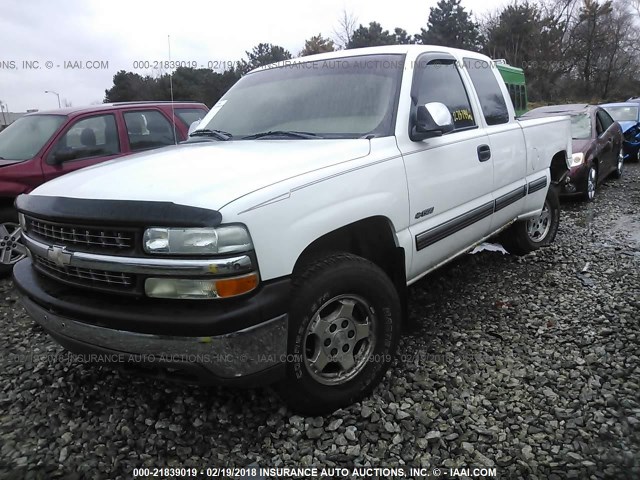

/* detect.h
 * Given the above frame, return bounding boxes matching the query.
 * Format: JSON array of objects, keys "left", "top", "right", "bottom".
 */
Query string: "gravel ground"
[{"left": 0, "top": 164, "right": 640, "bottom": 479}]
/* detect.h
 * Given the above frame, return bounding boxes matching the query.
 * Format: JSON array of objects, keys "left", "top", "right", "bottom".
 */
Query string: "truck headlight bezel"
[{"left": 142, "top": 224, "right": 253, "bottom": 256}]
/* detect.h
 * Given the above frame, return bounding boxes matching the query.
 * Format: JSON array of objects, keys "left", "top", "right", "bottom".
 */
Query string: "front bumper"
[{"left": 14, "top": 259, "right": 288, "bottom": 386}]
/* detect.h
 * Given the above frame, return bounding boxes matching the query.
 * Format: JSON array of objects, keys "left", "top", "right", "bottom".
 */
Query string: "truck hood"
[{"left": 32, "top": 139, "right": 369, "bottom": 209}]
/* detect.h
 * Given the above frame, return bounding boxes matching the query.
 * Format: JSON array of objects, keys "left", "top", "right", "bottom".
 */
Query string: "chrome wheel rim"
[
  {"left": 304, "top": 294, "right": 377, "bottom": 385},
  {"left": 587, "top": 167, "right": 597, "bottom": 200},
  {"left": 527, "top": 202, "right": 551, "bottom": 243},
  {"left": 0, "top": 222, "right": 27, "bottom": 265},
  {"left": 618, "top": 150, "right": 624, "bottom": 175}
]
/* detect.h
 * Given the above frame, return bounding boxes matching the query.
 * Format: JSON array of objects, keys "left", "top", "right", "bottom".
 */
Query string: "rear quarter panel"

**Do this**
Copy the entries exactly. Leave out the images.

**Response to this task**
/* detect.h
 * Given the above frame, return bounding boxes matching the query.
 * Format: JSON array of objects, keys "left", "top", "right", "bottom".
 */
Query string: "gravel ground"
[{"left": 0, "top": 164, "right": 640, "bottom": 479}]
/* detect.h
 * Given the above frame, return bounding boxes matching the query.
 * Format: JSON array of objects, keys "left", "top", "right", "bottom".
 */
Query string: "truck headlight bezel"
[{"left": 142, "top": 224, "right": 253, "bottom": 256}]
/* detect.h
 * Given the above frame, return bounding boxes matching the query.
 * Format: JSON array of objects, keys "left", "top", "right", "bottom".
 */
Query string: "front bumper"
[{"left": 14, "top": 259, "right": 288, "bottom": 386}]
/* detect.h
 * Given the above frame, return bounding boxes matching the query.
 * Format: JSON array of objects, keys "left", "top", "right", "bottom".
 */
Query string: "truck hood"
[{"left": 32, "top": 139, "right": 369, "bottom": 209}]
/* detect.h
 * Given the above frame, return bounding boxes matching the query.
 * Format: JSON array of objects, keys "left", "top", "right", "bottom".
 */
Query string: "chrome wheel rim"
[
  {"left": 304, "top": 294, "right": 377, "bottom": 385},
  {"left": 587, "top": 167, "right": 597, "bottom": 200},
  {"left": 527, "top": 202, "right": 551, "bottom": 243},
  {"left": 0, "top": 222, "right": 27, "bottom": 265},
  {"left": 618, "top": 150, "right": 624, "bottom": 175}
]
/* detect.h
 * Given the above frame, return bounding boxes matching the query.
 * Format: JSON array of objects, keys "left", "top", "right", "bottom".
 */
Query string: "rear quarter panel"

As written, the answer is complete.